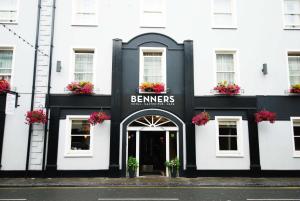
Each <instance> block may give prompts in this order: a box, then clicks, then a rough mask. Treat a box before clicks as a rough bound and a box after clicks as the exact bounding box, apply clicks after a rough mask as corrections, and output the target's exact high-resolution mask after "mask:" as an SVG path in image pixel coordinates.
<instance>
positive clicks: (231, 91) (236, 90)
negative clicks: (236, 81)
mask: <svg viewBox="0 0 300 201" xmlns="http://www.w3.org/2000/svg"><path fill="white" fill-rule="evenodd" d="M214 90H215V91H216V92H217V93H219V94H224V95H229V96H233V95H237V94H240V92H241V87H239V86H238V85H236V84H228V83H227V82H226V81H224V82H220V83H218V85H217V86H216V87H215V88H214Z"/></svg>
==========
TASK DETAILS >> Copy each entry above exactly; drop the pictures.

EXERCISE ANSWER >>
Each <instance> block may give prompts in this order: a box, then clicks, then a rough mask. Treat a box before clicks as a rough bound and a box after clicks as the exact bounding box, apply clicks after a rough mask as corrections, and output the target's exact high-resolution mask after "mask:" as an SVG path in image pixel coordinates.
<instance>
positive clicks: (231, 91) (236, 90)
negative clicks: (236, 81)
mask: <svg viewBox="0 0 300 201" xmlns="http://www.w3.org/2000/svg"><path fill="white" fill-rule="evenodd" d="M214 90H215V91H216V92H217V93H219V94H224V95H229V96H233V95H237V94H240V92H241V87H239V86H238V85H236V84H228V83H227V82H226V81H224V82H220V83H218V85H217V86H216V87H215V88H214Z"/></svg>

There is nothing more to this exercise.